Fast-forward to December. I get a call and the surgery has been pushed back until February 23rd 2011 with pre-op appointments on the 22nd. They pushed back the surgery because the latest studies showed that if the surgery was done to early the skull was still to soft to hold the screws in place resulting in the need for further surgeries. She would be 5 days from turning 7 months old.

Fast forward again to Feb 21st. Packing.

Things you will need or should have with you:

  • something to pass the time during the surgery. We handed Elise over at 7:45am and didn’t see her again until a little after 1pm. That is a long time.
  • comfy clothes to hang out in the hospital in. I was in pajamas and workout pants most the time. Be comfortable because hospitals are not.
  • as a gift we received kimono style onesies. these were great. we didn’t have to worry about pulling anything over the head dressings. Hospitals can be chilly.
  • baby legs- for the same reasons as above.
  • camera. you will want pictures. it is hard to see your baby in pain but you will want the photos later- i promise. At the very least some day your baby will want to see the pics of their wicked scar!
  • breast pump if you are breast feeding. Elise had a hard time latching on when she was at the peek of her swelling. She was only able to feed with a special preemie sized nipple.
  • Formula and diapers. The hospital will try and provide these but at an extreme cost and lots of insurance companies will not pay for them.
  • baby comfort items for baby. We had Elise’s taggy blanky and her favorite doll with. Both of her eyes were swollen shut for a while and her taggy blanky was comforting for her because it was so familiar.
  • Boppy. Swelling is enemy number one post surgery. When ever Elise was laying down she was propped up on the Boppy to help keep the swelling down. This also seemed to help her comfort levels.
  • We received this dog as a gift. It was a great comfort to Elise since she didn’t have her mobile. When her eyes were swollen shut it helped her to hear familiar sounds.
  • Along the same lines as above, a few months before the surgery I began singing to her one specific song, “My Favorite Things.” It doesn’t matter what the song is but I had read a lot about Music Therapy and how a familiar song can bring comfort. I “set the stage” so to speak by singing the song over and over again so that she would know that when I sang to her, I was there even if her eyes were swollen shut and she couldn’t see me.

* WHAT YOU NEED TO DO: Continue the account of packing for a baby's hospital surgery, starting after its final sentence. The items that follow come from a separate source.

* STORED DATA:
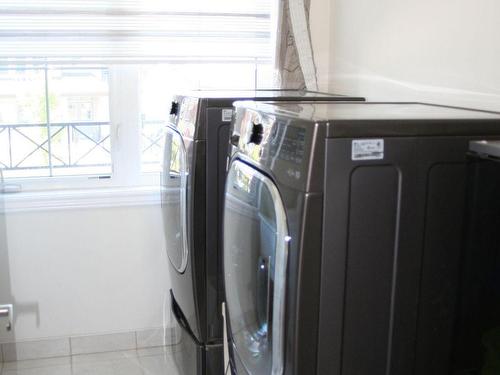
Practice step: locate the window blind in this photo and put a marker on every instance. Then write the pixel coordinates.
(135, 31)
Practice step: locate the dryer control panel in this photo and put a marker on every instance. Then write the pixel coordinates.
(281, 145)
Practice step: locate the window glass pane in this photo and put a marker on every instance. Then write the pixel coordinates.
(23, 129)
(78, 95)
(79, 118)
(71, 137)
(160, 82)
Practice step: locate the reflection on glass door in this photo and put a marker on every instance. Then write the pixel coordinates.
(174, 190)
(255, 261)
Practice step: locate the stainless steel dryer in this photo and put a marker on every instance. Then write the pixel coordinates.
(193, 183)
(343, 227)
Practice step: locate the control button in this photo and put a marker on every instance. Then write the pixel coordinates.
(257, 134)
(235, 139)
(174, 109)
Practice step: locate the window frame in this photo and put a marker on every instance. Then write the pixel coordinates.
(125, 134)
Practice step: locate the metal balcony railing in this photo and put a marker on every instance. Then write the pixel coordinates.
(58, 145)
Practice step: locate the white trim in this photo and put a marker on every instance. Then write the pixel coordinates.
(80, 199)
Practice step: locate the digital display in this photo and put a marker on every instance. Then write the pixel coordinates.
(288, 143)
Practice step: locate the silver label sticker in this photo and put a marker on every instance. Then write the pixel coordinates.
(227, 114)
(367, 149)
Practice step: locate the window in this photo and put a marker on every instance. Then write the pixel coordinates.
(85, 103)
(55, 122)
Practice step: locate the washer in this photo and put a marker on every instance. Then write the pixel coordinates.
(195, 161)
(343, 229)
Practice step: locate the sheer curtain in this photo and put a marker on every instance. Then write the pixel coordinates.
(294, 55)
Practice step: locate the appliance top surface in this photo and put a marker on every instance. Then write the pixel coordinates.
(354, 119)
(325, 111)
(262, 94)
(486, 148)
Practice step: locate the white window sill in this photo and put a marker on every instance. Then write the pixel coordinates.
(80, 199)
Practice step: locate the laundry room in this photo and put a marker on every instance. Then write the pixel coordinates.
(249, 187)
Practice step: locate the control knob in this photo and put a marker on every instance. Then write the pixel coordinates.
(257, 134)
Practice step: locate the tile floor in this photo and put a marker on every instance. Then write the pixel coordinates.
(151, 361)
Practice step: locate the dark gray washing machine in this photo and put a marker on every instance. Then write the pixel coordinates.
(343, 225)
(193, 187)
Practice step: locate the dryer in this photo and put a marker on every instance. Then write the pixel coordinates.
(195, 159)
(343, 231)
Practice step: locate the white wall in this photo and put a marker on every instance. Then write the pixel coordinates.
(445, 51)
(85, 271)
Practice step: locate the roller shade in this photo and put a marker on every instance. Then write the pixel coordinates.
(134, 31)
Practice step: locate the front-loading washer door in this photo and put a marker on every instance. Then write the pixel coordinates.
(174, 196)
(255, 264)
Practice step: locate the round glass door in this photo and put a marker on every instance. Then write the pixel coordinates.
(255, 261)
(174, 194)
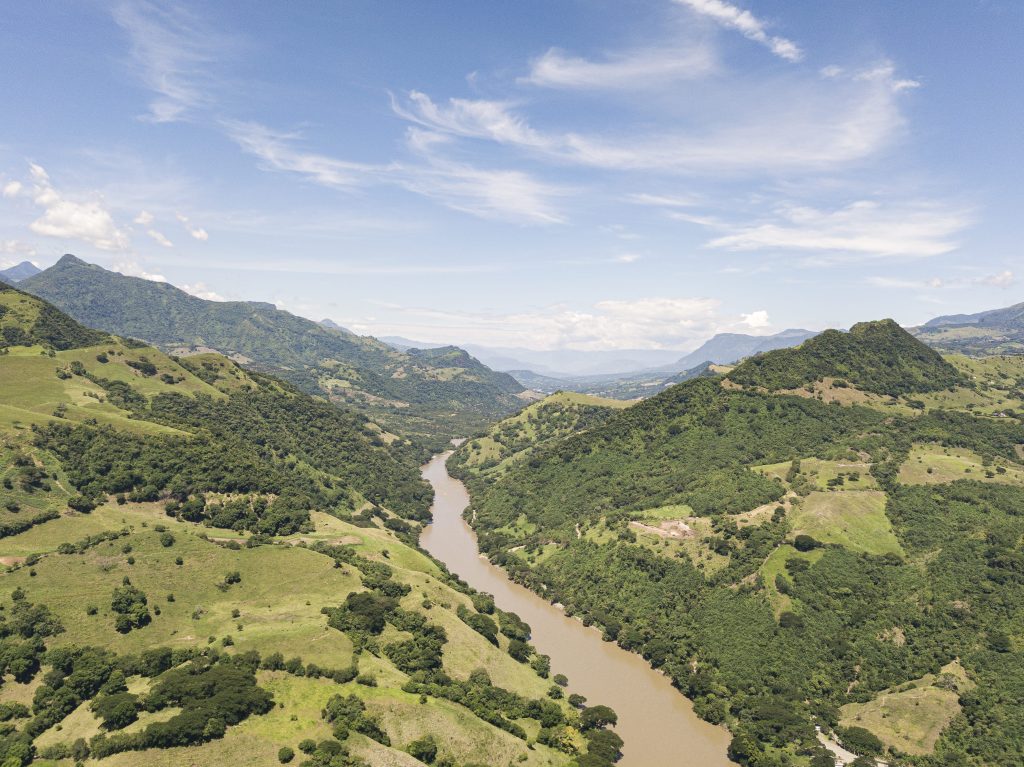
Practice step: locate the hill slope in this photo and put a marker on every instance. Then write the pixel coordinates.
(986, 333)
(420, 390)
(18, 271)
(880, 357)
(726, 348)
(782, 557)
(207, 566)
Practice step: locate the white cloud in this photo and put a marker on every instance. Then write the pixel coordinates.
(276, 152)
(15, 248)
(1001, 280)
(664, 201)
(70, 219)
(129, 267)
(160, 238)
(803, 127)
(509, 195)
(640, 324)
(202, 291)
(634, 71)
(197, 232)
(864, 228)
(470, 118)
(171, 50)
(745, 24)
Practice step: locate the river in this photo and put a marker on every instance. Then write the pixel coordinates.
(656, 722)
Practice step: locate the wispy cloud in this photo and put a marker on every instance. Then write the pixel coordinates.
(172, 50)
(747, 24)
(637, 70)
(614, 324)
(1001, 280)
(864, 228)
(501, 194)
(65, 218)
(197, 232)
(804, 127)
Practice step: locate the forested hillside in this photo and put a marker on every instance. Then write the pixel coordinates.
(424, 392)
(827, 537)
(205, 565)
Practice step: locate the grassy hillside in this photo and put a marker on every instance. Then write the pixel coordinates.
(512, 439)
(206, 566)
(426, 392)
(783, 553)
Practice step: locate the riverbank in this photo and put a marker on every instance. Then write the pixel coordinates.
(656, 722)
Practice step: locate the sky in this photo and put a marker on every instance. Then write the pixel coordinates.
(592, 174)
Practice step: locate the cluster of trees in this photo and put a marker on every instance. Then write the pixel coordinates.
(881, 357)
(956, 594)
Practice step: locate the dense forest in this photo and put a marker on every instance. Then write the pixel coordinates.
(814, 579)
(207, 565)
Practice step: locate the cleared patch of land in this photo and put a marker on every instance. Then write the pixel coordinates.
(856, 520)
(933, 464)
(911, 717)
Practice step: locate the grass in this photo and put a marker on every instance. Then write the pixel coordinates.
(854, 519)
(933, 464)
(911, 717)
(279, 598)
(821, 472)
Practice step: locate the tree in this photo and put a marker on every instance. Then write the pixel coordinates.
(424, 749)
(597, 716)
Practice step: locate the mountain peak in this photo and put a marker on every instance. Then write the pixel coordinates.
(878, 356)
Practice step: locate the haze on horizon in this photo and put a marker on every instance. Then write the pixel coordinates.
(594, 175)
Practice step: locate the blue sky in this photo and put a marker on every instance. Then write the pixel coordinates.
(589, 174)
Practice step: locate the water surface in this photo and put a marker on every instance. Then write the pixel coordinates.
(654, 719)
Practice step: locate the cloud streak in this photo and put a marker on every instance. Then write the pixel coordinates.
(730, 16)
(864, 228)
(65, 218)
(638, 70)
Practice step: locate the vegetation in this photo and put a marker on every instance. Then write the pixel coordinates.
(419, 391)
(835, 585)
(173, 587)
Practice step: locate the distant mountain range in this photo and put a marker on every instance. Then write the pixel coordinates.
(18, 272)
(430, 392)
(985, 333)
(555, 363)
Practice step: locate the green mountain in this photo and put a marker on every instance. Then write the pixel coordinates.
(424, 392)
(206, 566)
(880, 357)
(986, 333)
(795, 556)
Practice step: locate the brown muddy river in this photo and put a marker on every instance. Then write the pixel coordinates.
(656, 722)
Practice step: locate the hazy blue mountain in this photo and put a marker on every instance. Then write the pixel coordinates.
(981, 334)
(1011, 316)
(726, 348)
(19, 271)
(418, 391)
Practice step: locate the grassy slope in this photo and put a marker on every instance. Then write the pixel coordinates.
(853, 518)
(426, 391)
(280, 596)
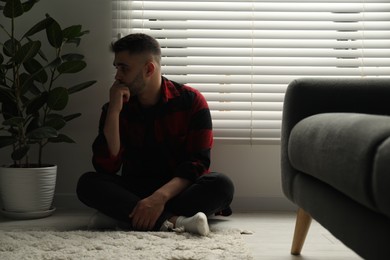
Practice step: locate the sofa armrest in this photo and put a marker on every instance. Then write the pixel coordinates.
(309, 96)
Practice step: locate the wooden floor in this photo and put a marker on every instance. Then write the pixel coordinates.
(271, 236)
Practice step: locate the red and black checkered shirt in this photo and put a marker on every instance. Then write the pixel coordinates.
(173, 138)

* RESPONSE TO THE TASK:
Here is what you probably most wanted to know.

The timeline of the pre-op, surgery, and post-op recovery. We wrote about these at length during the process. Follow the links below for a detailed timeline.

Pre-Op Appointment Day – This photo was taken in the Plastics waiting area. She was so sleepy she fell asleep right on the floor.

Day of Surgery – Photo taken waiting to go in for surgery prep. I wore her in a sling so we wouldn’t have to deal with a stroller or car seat. It worked really nicely.


Recovery Day one

Recovery Day Two

 

And the last thing on a parents mind when they first hear something is wrong, but still it should be addressed, the cost of it all…

Before insurance coverage the cost of all the consultations, the MRI, pre-op appointments, the actual surgery, the hospital say (1 night in Pediatric ICU and 2 nights in the Pediatric wing) and the follow up visits thus far (1 week out,  3 months out) totaled up to just under $70,000.

Elise at One Year Old!

She is healthy. She is happy. Her hair is growing great. You can’t see the scar at all. She still has a bit of a “nub” but you only know it is there if you feel for it on the back of her head. Both of her follow up appointments went well. Dr. Clay says she looks great. We will have another check up before she starts preschool to make sure it is safe for her to play sports. She is healthy. She is happy. She is beautiful.